Position identification records
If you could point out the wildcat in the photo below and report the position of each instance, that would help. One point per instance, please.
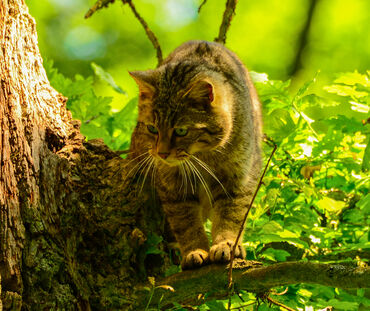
(198, 135)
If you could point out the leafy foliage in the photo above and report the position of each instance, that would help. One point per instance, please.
(315, 202)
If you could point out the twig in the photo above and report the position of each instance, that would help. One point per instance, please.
(226, 20)
(201, 5)
(230, 275)
(212, 278)
(97, 6)
(279, 304)
(153, 39)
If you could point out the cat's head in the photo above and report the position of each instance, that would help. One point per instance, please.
(183, 111)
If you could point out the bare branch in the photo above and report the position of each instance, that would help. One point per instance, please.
(302, 41)
(226, 21)
(97, 6)
(230, 277)
(190, 285)
(153, 39)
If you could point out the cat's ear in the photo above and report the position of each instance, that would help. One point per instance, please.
(143, 80)
(201, 90)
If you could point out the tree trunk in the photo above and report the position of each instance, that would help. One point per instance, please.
(68, 235)
(75, 234)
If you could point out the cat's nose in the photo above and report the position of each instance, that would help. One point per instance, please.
(163, 155)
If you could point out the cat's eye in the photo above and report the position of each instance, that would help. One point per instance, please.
(181, 131)
(152, 129)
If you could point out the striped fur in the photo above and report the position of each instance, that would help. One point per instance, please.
(203, 90)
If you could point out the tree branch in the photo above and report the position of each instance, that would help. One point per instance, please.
(190, 285)
(302, 41)
(97, 6)
(226, 21)
(153, 39)
(201, 5)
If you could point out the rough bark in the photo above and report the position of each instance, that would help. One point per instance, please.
(74, 233)
(189, 287)
(69, 236)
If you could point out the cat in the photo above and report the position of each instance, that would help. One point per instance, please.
(199, 135)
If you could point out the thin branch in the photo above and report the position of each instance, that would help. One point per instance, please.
(97, 6)
(153, 39)
(277, 303)
(211, 279)
(303, 38)
(230, 275)
(226, 20)
(201, 5)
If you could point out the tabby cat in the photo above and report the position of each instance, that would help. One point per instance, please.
(198, 139)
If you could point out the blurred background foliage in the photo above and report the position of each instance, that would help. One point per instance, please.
(315, 92)
(266, 34)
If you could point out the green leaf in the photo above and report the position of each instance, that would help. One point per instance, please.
(215, 305)
(345, 90)
(353, 78)
(105, 76)
(366, 159)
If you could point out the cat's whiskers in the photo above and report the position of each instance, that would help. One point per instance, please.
(202, 181)
(209, 171)
(135, 168)
(184, 180)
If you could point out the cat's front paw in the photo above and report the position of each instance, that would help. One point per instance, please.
(195, 259)
(221, 252)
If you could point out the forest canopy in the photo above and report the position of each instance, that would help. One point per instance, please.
(310, 62)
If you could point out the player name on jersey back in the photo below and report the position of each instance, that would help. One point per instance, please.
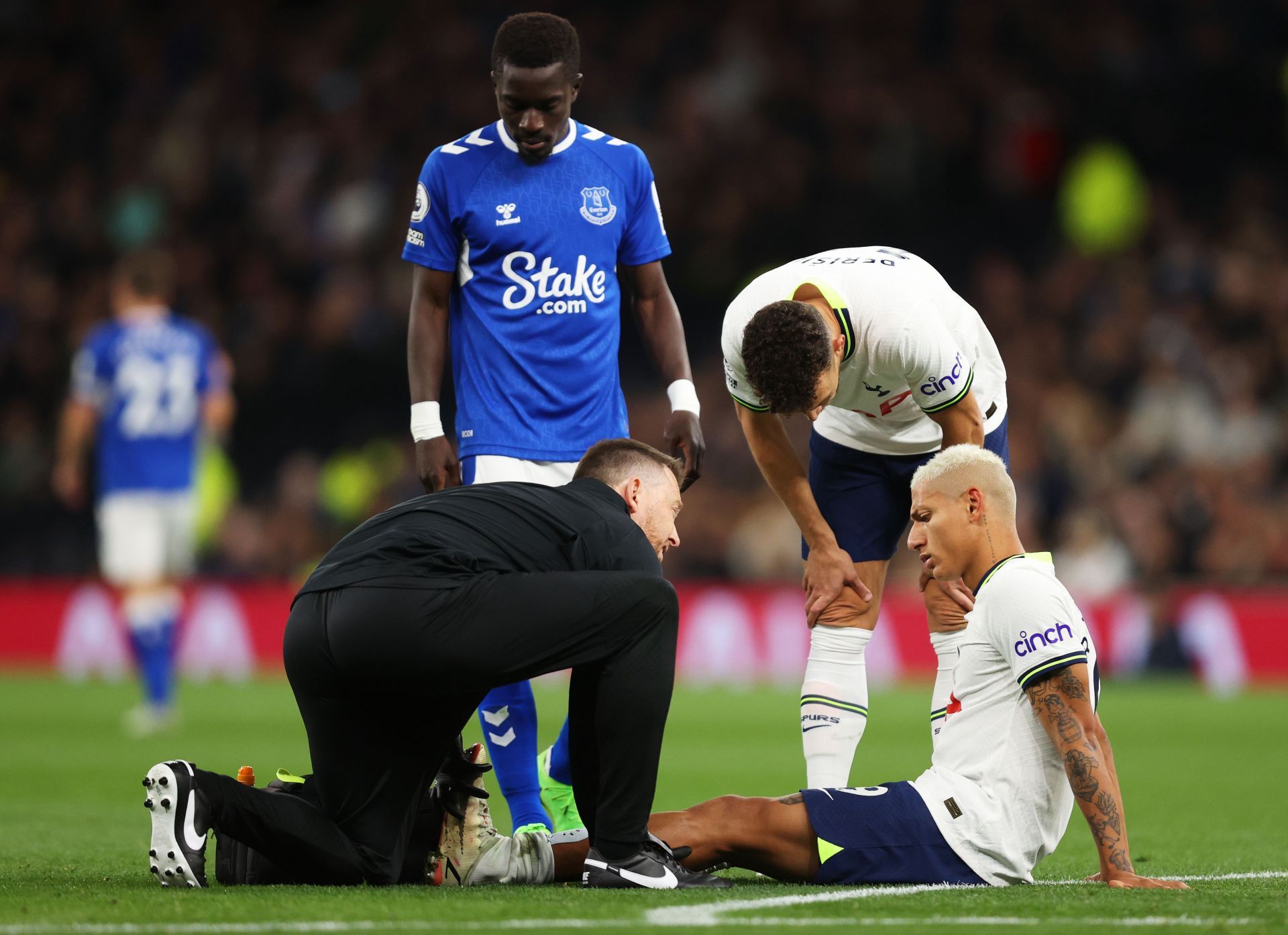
(535, 315)
(912, 347)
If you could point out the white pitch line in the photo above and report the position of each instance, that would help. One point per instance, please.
(704, 915)
(710, 914)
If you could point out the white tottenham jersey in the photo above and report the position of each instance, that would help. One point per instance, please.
(912, 345)
(996, 786)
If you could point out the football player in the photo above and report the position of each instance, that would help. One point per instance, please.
(147, 383)
(1020, 746)
(890, 365)
(525, 235)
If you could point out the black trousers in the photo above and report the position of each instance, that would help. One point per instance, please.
(386, 677)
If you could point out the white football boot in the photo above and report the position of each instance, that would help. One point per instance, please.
(473, 853)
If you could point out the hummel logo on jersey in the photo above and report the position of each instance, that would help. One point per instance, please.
(586, 284)
(943, 383)
(596, 205)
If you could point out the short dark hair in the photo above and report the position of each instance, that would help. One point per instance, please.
(536, 40)
(613, 459)
(148, 274)
(786, 347)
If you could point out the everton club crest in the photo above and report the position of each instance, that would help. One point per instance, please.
(596, 205)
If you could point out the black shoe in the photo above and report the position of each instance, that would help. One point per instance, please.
(179, 824)
(653, 867)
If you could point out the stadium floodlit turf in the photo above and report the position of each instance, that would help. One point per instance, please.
(1202, 781)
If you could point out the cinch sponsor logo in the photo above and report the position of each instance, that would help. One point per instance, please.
(939, 384)
(1042, 638)
(585, 284)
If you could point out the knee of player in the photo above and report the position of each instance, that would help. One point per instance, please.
(849, 610)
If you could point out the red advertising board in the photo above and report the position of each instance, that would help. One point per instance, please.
(728, 632)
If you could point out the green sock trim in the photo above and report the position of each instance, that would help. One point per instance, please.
(826, 849)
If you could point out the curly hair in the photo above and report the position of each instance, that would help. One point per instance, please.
(786, 347)
(536, 40)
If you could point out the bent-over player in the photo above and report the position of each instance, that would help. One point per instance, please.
(405, 626)
(148, 384)
(892, 366)
(1022, 742)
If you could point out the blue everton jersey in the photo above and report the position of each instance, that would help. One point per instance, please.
(147, 379)
(536, 308)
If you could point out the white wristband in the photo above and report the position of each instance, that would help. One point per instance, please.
(684, 396)
(425, 423)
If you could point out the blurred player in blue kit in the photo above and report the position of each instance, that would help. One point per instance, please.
(147, 383)
(522, 236)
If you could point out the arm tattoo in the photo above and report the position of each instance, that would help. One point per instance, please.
(1072, 685)
(1079, 767)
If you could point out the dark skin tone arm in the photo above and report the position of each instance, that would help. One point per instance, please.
(771, 836)
(427, 358)
(660, 322)
(1064, 709)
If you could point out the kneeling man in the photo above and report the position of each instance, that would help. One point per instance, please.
(403, 628)
(1022, 742)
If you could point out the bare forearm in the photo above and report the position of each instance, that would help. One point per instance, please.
(663, 333)
(785, 474)
(1064, 709)
(427, 349)
(961, 424)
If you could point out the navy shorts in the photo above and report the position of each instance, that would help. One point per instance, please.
(866, 498)
(881, 835)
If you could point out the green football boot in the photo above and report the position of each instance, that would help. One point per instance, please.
(557, 796)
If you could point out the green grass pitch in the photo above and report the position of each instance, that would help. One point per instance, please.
(1202, 781)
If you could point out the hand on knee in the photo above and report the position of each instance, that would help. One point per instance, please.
(834, 704)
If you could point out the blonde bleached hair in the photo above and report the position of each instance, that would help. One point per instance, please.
(961, 467)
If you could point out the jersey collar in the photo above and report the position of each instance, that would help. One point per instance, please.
(559, 147)
(839, 309)
(1036, 557)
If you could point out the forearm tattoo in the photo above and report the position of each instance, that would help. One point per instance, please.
(1050, 702)
(1079, 768)
(1108, 806)
(1045, 698)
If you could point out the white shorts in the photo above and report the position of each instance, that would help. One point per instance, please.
(488, 469)
(147, 536)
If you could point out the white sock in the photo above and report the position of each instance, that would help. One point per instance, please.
(834, 704)
(946, 652)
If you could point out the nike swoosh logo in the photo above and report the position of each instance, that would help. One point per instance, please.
(666, 881)
(191, 838)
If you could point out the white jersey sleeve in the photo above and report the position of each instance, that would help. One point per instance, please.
(736, 371)
(1036, 626)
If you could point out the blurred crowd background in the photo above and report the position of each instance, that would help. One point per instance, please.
(1104, 182)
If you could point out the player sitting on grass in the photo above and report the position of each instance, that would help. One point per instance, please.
(1020, 746)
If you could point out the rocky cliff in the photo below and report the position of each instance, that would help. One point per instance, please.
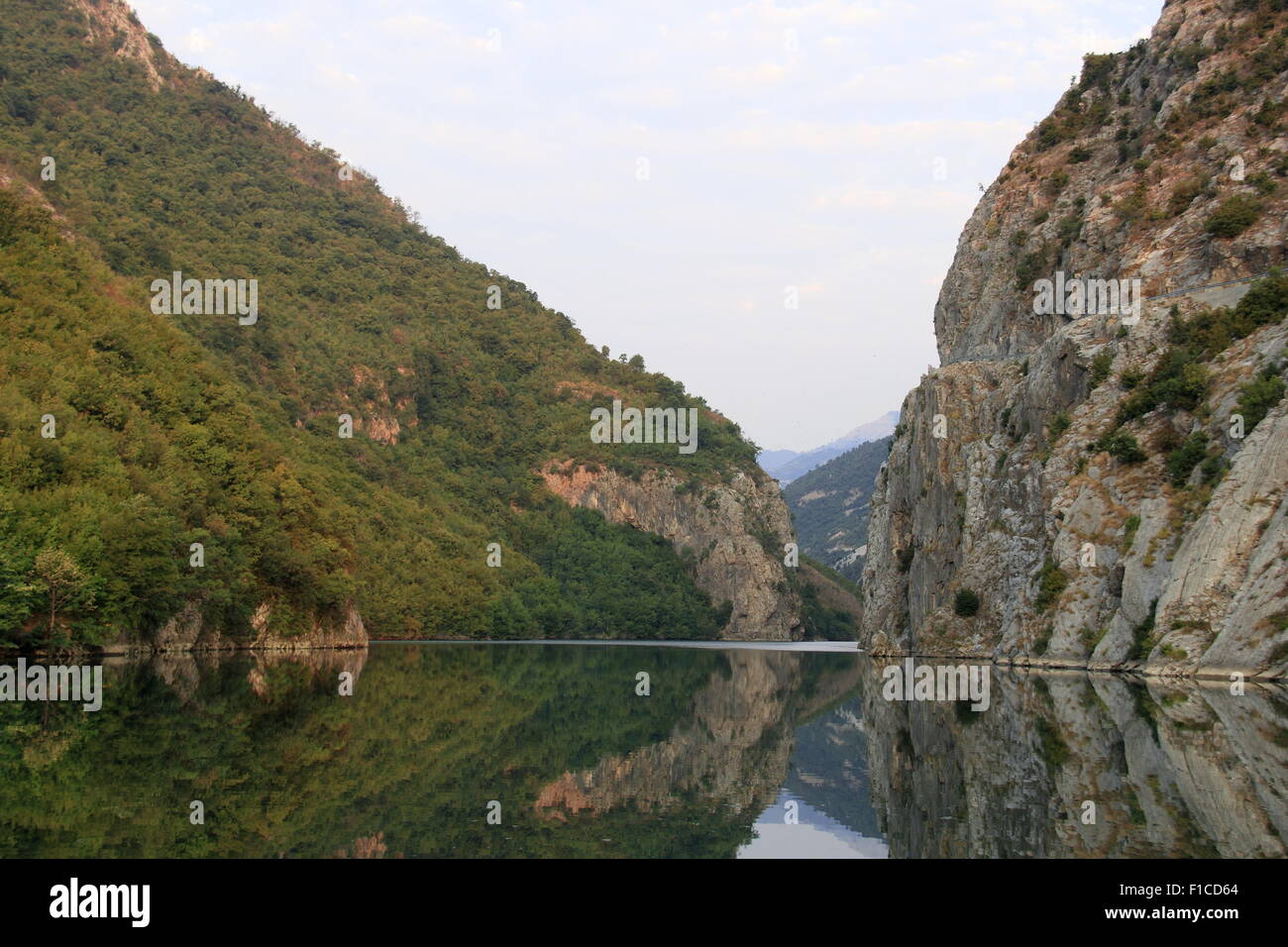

Aim of the task:
Locate every line in the position identification records that contains the word "bare" and copy each such line in full.

Final result:
If you could point out the bare branch in the photo above and report the position of each instance, that would help. One point per instance, please.
If you could point out the bare forearm in the photo above and report the position of each instance, that would help. One point per instance, please.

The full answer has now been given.